DIRECTIVE A:
In the post below about a bossy toddler, at what age did the daughter start to have her own way of doing things?
===== EXCERPTED PASSAGE
When my daughter reached two years of age, I noticed that she started to have her way to do things. She started to command us and do things for her. And when we tried to teach her, she would insist what she knows. My husband would sometimes complain, she does not want to be taught! Even her playmates were her victims. She will only lend the toys that she wants to share. If her playmates touch other toys, she will grab the toys and insist her chosen toys. What a dictator, isn’t? And if we didn’t do things her way, she will use her ultimate weapon, her tears! She would cry as if she’s the most pitiful being in the whole world! Sometimes, I can’t help it but to go insane 😀
Then I remember the stages of child development I learned from my Psychology subject way back in college. Every child will pass through the egocentric stage in which the child perceives that the universe only revolves around him/her. This makes them feel superior over other people around them. This bossy behavior is very common among two and three year old toddlers but we should not allow our kids to indulge in this behavior for too long, otherwise we will be sorry in the future.
==========
===== DATA TO USE
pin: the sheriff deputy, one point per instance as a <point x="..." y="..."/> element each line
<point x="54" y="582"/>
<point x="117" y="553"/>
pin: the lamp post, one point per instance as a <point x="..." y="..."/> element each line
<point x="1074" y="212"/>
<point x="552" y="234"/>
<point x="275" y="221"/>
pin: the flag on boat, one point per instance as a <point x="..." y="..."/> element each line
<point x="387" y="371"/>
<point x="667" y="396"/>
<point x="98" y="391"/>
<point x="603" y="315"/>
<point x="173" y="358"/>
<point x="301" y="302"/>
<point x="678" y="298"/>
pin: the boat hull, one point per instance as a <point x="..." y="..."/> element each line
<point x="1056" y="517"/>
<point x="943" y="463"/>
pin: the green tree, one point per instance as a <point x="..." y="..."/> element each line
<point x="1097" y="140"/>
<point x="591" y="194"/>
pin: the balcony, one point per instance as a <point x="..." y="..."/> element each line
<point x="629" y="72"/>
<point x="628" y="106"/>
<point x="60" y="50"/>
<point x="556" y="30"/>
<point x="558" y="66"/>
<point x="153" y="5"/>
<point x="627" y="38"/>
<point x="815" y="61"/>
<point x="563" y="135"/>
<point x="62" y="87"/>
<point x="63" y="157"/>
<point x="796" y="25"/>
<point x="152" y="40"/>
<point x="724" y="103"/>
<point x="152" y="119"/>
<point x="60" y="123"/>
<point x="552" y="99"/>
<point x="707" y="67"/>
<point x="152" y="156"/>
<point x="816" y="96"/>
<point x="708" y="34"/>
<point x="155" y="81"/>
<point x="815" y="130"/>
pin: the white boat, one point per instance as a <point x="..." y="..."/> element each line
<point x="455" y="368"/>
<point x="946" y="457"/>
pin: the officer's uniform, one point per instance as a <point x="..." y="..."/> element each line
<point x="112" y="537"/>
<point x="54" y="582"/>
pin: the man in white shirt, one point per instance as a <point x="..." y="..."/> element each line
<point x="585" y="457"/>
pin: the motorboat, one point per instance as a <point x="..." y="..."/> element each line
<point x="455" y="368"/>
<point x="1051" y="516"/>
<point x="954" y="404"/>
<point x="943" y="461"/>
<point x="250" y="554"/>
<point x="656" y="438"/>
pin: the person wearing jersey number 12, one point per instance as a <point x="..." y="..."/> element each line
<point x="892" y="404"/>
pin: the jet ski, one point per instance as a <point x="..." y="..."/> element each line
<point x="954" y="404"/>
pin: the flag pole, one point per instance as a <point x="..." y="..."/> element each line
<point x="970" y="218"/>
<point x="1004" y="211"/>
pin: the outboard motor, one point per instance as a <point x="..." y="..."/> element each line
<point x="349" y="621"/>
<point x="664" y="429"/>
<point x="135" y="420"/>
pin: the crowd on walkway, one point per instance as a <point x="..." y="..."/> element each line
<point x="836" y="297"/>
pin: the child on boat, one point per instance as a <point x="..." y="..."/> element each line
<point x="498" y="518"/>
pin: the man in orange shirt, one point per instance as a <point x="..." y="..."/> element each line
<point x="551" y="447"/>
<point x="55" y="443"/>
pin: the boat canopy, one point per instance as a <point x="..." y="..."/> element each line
==========
DIRECTIVE B:
Please report every line of the records above that holds the string "shirt", paying attention to case.

WRITTEN REPLY A:
Two years of age.

WRITTEN REPLY B:
pin: the man in white shirt, one point per instance as a <point x="..." y="..."/> element each line
pin: the man in orange shirt, one point per instance as a <point x="..." y="..."/> element each line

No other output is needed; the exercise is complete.